- [Direction] Count the lines in the items below that contain the word "woman". Reply with that number alone.

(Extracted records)
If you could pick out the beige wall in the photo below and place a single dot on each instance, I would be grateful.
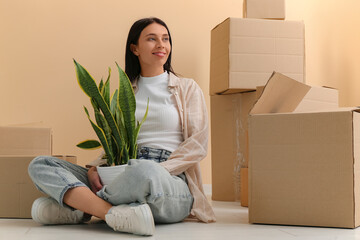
(39, 38)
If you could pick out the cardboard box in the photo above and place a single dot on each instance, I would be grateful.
(245, 52)
(25, 140)
(229, 142)
(304, 167)
(18, 192)
(265, 9)
(244, 187)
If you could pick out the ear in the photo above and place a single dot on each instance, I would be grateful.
(133, 48)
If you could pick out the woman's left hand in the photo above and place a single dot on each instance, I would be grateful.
(94, 180)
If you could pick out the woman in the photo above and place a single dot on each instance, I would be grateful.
(164, 184)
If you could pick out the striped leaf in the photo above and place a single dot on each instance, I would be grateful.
(88, 84)
(89, 144)
(127, 103)
(101, 135)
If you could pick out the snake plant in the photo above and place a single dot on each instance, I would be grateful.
(115, 123)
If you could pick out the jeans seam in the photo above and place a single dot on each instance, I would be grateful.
(65, 189)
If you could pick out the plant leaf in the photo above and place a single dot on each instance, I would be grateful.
(127, 103)
(88, 84)
(89, 144)
(106, 89)
(138, 126)
(101, 135)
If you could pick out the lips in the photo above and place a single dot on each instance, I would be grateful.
(160, 54)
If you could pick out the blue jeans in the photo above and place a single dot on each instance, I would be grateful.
(143, 181)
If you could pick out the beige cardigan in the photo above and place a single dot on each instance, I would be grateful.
(186, 158)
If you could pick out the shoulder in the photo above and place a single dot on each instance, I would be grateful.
(184, 84)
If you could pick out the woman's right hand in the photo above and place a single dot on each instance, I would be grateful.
(94, 180)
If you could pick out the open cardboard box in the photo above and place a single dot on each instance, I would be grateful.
(304, 166)
(245, 52)
(18, 192)
(229, 142)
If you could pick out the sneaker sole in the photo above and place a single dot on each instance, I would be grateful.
(35, 207)
(149, 229)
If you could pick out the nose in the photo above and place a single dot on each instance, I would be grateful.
(160, 44)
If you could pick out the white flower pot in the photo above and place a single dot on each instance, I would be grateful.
(108, 174)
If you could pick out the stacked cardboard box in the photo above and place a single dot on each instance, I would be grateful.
(304, 162)
(18, 146)
(244, 53)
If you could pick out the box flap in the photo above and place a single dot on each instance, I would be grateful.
(281, 94)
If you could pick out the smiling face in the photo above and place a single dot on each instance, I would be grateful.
(153, 49)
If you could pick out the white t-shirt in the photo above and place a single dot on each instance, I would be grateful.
(162, 127)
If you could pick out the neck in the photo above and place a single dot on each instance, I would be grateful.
(151, 72)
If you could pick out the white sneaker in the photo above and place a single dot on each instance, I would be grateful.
(48, 211)
(132, 219)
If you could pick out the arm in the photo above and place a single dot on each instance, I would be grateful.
(194, 147)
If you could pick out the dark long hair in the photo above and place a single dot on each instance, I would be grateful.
(132, 64)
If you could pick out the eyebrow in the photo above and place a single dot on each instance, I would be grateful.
(153, 34)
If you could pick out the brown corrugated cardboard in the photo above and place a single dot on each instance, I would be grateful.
(244, 192)
(17, 190)
(229, 142)
(25, 140)
(265, 9)
(244, 53)
(304, 167)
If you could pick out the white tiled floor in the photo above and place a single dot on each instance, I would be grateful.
(232, 224)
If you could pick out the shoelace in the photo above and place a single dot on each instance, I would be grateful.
(69, 216)
(122, 220)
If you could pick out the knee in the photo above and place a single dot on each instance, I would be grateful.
(147, 169)
(35, 165)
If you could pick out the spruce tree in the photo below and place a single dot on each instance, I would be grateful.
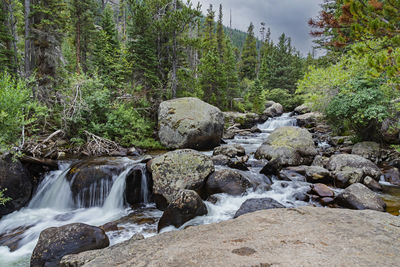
(248, 64)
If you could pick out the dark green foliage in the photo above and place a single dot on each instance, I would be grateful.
(248, 63)
(361, 106)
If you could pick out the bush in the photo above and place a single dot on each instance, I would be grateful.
(285, 98)
(17, 110)
(360, 106)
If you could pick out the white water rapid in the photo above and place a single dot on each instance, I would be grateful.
(53, 203)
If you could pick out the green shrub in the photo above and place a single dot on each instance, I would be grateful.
(17, 110)
(360, 106)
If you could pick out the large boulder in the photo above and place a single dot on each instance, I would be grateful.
(309, 120)
(16, 182)
(183, 208)
(273, 109)
(231, 151)
(305, 236)
(56, 242)
(227, 181)
(347, 162)
(358, 196)
(256, 204)
(190, 123)
(290, 145)
(178, 170)
(368, 150)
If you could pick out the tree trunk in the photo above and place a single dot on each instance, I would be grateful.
(78, 46)
(28, 51)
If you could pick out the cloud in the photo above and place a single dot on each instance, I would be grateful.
(282, 16)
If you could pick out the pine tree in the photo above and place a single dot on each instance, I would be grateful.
(248, 64)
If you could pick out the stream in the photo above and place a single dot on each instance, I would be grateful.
(52, 205)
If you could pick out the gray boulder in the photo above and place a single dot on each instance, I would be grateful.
(290, 145)
(183, 208)
(56, 242)
(368, 150)
(190, 123)
(358, 196)
(178, 170)
(230, 151)
(256, 204)
(16, 181)
(227, 181)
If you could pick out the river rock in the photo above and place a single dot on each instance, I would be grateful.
(371, 239)
(88, 178)
(230, 151)
(56, 242)
(345, 161)
(358, 196)
(368, 150)
(309, 120)
(183, 208)
(256, 204)
(16, 182)
(302, 109)
(178, 170)
(273, 109)
(243, 120)
(227, 181)
(372, 184)
(189, 123)
(292, 146)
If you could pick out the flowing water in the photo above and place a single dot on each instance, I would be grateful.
(53, 203)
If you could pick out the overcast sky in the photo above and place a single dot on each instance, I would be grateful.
(288, 16)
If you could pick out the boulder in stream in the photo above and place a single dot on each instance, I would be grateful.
(16, 181)
(56, 242)
(358, 196)
(178, 170)
(189, 123)
(184, 207)
(227, 181)
(292, 146)
(256, 204)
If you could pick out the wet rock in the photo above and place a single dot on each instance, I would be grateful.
(56, 242)
(88, 178)
(244, 120)
(348, 176)
(256, 204)
(368, 150)
(392, 176)
(372, 184)
(358, 196)
(322, 190)
(345, 161)
(220, 160)
(16, 180)
(183, 208)
(190, 123)
(227, 181)
(302, 109)
(368, 236)
(309, 120)
(273, 110)
(230, 151)
(290, 175)
(292, 146)
(177, 170)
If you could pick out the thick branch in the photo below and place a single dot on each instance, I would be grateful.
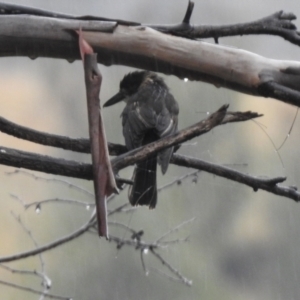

- [Expected answer] 3